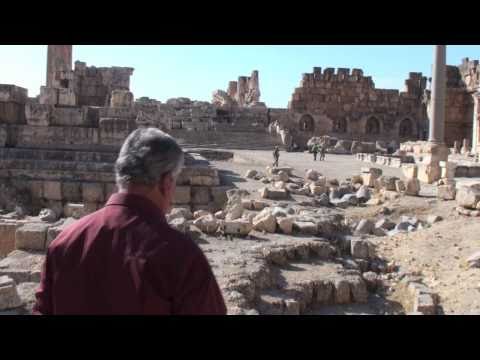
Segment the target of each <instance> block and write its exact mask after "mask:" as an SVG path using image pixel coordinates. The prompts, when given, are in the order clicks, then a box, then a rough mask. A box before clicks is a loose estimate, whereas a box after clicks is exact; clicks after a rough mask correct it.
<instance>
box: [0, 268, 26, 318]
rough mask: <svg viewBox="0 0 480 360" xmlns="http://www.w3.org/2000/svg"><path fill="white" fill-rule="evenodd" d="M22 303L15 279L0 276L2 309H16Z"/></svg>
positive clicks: (0, 292)
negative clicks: (17, 289)
mask: <svg viewBox="0 0 480 360" xmlns="http://www.w3.org/2000/svg"><path fill="white" fill-rule="evenodd" d="M21 305H22V300H21V299H20V296H19V295H18V291H17V286H16V285H15V281H13V279H12V278H10V277H8V276H0V311H4V310H9V309H14V308H17V307H19V306H21Z"/></svg>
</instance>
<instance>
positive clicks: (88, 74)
mask: <svg viewBox="0 0 480 360" xmlns="http://www.w3.org/2000/svg"><path fill="white" fill-rule="evenodd" d="M132 74H133V68H128V67H117V66H114V67H100V68H97V67H95V66H87V64H86V63H84V62H81V61H76V62H75V69H74V90H75V94H76V96H77V105H79V106H82V105H90V106H109V104H110V100H111V93H112V91H113V90H129V89H130V76H131V75H132Z"/></svg>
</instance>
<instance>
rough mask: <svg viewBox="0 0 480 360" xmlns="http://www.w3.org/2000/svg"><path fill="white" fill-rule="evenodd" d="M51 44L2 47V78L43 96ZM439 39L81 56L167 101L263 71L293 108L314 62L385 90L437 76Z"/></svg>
mask: <svg viewBox="0 0 480 360" xmlns="http://www.w3.org/2000/svg"><path fill="white" fill-rule="evenodd" d="M46 54H47V47H46V45H45V46H42V45H33V46H24V45H0V59H1V65H2V66H1V67H0V83H2V84H15V85H18V86H22V87H25V88H27V89H28V92H29V96H36V95H37V94H38V93H39V90H40V86H41V85H44V83H45V71H46ZM464 57H469V58H470V59H480V45H468V46H466V45H462V46H460V45H455V46H453V45H452V46H448V47H447V61H448V64H451V65H457V64H460V62H461V59H462V58H464ZM432 58H433V46H432V45H412V46H406V45H388V46H386V45H338V46H331V45H325V46H323V45H322V46H310V45H309V46H307V45H302V46H290V45H289V46H271V45H261V46H260V45H256V46H247V45H245V46H244V45H242V46H238V45H235V46H220V45H211V46H203V45H194V46H187V45H169V46H166V45H155V46H143V45H142V46H139V45H135V46H131V45H125V46H112V45H94V46H87V45H82V46H74V47H73V59H74V61H75V60H81V61H84V62H86V63H87V65H95V66H98V67H100V66H129V67H133V68H135V71H134V73H133V75H132V77H131V91H132V92H133V93H134V95H135V97H136V98H138V97H141V96H148V97H150V98H155V99H157V100H160V101H162V102H165V101H166V100H167V99H169V98H173V97H189V98H191V99H192V100H203V101H210V100H211V94H212V91H213V90H216V89H223V90H226V88H227V84H228V81H231V80H236V79H237V78H238V76H242V75H244V76H249V75H250V73H251V71H252V70H258V71H259V78H260V91H261V93H262V95H261V100H262V101H264V102H266V104H267V105H268V106H270V107H286V106H287V103H288V101H289V100H290V96H291V94H292V92H293V90H294V88H295V87H297V86H298V84H299V82H300V80H301V74H302V73H305V72H312V71H313V67H314V66H319V67H322V68H326V67H334V68H338V67H347V68H361V69H363V71H364V74H365V75H366V76H372V78H373V81H374V82H375V86H376V87H377V88H387V89H399V90H402V91H403V86H404V81H405V79H406V78H407V77H408V73H409V72H412V71H415V72H423V73H424V74H425V75H427V76H430V72H431V63H432Z"/></svg>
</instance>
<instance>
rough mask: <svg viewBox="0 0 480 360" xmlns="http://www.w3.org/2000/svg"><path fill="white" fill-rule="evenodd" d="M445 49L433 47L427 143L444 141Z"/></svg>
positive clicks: (435, 46) (445, 69)
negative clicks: (432, 55)
mask: <svg viewBox="0 0 480 360" xmlns="http://www.w3.org/2000/svg"><path fill="white" fill-rule="evenodd" d="M446 57H447V49H446V46H445V45H435V51H434V59H433V74H432V78H433V79H432V97H431V104H432V105H431V106H432V107H431V109H432V111H431V117H430V133H429V137H428V141H430V142H432V143H435V144H443V142H444V141H445V133H444V132H445V94H446V87H447V79H446V76H447V66H446Z"/></svg>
•••
◆ What is expected ◆
For the span from the line containing "49L433 47L427 143L444" through the last line of the entries above, transcribe each line exactly and leave out everything else.

◆ The completed task ◆
rough mask: <svg viewBox="0 0 480 360" xmlns="http://www.w3.org/2000/svg"><path fill="white" fill-rule="evenodd" d="M445 49L433 47L427 143L444 141Z"/></svg>
positive clicks: (435, 46) (445, 69)
negative clicks: (432, 55)
mask: <svg viewBox="0 0 480 360" xmlns="http://www.w3.org/2000/svg"><path fill="white" fill-rule="evenodd" d="M446 57H447V49H446V46H445V45H435V51H434V59H433V74H432V78H433V79H432V97H431V104H432V105H431V106H432V107H431V109H432V111H431V117H430V133H429V137H428V141H430V142H432V143H435V144H443V142H444V141H445V133H444V132H445V94H446V87H447V79H446V76H447V66H446Z"/></svg>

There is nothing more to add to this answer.